Problem statement:
Reproduce, word for word, the lines in the material below starting with the one that has "Task: for every instance of the moth antenna, drop" and going on through the one that has "Task: for every instance of the peccary leg, drop". Leave out all pictures.

Data for the task:

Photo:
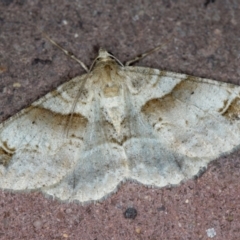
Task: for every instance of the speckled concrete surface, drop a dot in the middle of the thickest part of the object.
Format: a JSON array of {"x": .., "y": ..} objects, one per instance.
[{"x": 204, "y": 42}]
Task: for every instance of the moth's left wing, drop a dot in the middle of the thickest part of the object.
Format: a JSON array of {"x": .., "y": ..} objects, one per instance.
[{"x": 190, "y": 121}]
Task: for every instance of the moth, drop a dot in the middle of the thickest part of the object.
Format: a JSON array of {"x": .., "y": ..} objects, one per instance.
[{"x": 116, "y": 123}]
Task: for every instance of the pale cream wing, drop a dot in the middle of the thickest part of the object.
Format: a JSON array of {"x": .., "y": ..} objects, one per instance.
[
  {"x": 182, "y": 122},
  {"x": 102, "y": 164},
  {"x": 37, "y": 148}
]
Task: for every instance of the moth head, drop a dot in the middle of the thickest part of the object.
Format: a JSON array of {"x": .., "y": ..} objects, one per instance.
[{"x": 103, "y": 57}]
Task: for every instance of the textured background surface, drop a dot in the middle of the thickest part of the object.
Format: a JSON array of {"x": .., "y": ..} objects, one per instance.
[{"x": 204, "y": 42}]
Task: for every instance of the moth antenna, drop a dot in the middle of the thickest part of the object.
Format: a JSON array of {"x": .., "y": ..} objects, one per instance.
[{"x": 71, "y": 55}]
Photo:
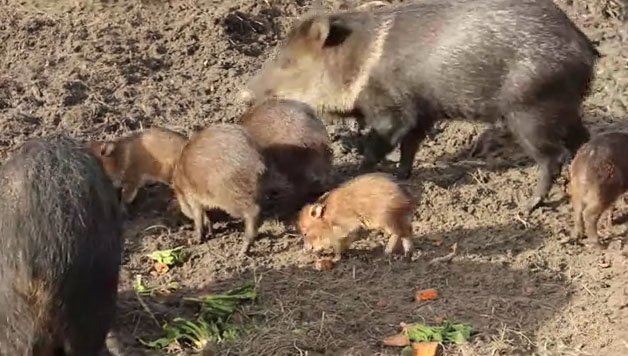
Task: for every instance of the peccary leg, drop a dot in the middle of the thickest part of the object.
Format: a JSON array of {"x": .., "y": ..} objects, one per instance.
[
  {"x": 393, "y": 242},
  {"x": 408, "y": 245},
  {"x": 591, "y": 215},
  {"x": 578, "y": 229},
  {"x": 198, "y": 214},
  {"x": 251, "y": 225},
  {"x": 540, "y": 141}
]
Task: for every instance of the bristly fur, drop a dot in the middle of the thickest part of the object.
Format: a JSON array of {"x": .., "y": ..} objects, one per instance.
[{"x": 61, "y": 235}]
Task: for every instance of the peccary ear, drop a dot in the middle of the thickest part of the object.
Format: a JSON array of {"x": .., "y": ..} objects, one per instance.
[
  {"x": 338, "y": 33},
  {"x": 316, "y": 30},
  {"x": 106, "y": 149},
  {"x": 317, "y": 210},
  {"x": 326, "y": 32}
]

--

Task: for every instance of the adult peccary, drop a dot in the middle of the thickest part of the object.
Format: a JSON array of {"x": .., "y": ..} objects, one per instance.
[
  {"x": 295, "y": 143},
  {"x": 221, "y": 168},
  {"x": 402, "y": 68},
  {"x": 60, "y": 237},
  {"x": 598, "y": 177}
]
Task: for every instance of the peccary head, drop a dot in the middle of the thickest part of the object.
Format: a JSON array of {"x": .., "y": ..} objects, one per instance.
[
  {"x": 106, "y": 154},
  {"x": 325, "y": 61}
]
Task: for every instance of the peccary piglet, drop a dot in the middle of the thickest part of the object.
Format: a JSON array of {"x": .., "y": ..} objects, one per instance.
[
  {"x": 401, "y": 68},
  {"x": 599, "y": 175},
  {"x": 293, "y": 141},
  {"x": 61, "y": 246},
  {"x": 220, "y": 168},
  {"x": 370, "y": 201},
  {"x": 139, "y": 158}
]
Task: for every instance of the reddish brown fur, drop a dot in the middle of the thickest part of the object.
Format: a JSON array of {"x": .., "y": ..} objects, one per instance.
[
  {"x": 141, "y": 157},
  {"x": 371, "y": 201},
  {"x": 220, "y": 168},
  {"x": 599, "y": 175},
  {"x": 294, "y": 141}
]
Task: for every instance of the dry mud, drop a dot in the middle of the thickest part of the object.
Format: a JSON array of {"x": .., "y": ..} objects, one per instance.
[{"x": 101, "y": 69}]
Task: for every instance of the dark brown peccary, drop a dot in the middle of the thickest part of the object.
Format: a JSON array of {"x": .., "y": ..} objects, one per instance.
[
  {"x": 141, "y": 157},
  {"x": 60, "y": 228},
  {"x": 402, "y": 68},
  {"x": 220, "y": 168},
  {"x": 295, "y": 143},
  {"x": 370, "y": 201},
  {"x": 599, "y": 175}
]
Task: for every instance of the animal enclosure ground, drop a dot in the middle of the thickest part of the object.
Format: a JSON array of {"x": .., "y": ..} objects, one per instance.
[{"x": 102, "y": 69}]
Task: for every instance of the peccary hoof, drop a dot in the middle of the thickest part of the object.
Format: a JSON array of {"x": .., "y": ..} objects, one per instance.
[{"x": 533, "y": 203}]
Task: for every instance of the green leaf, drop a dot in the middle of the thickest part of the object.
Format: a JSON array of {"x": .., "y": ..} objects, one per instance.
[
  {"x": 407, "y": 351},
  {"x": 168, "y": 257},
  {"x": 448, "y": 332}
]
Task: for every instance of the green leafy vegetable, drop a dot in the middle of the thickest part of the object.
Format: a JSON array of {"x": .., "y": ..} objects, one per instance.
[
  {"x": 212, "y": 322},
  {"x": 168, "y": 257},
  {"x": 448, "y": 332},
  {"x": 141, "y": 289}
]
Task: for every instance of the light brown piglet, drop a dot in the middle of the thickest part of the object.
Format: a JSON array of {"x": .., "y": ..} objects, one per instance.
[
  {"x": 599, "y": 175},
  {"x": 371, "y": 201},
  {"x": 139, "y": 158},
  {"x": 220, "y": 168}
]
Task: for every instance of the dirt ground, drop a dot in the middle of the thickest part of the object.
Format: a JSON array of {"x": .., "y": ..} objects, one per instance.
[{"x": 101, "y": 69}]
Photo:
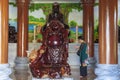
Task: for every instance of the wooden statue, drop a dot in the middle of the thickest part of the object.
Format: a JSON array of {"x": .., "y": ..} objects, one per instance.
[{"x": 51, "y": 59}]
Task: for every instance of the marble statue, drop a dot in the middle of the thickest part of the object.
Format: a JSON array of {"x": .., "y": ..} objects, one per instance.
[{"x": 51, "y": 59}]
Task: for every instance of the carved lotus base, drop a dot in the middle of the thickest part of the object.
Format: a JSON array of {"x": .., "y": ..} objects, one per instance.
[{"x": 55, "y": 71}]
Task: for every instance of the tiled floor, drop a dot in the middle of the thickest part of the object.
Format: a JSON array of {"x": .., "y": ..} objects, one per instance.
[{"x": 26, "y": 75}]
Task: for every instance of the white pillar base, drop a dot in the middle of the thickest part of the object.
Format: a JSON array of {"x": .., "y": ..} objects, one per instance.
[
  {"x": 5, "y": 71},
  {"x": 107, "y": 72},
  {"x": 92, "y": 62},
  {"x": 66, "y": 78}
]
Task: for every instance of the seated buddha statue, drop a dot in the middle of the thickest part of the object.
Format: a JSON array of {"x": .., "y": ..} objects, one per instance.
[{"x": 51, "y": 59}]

Answer:
Task: for every instance of the moth antenna, drop a dot in the middle of the thickest part of the object.
Format: a JSON array of {"x": .., "y": ..} objects, one per instance.
[{"x": 71, "y": 55}]
Photo:
Task: for every instance of the peccary leg, drop a dot in the middle of the thickest part of the object.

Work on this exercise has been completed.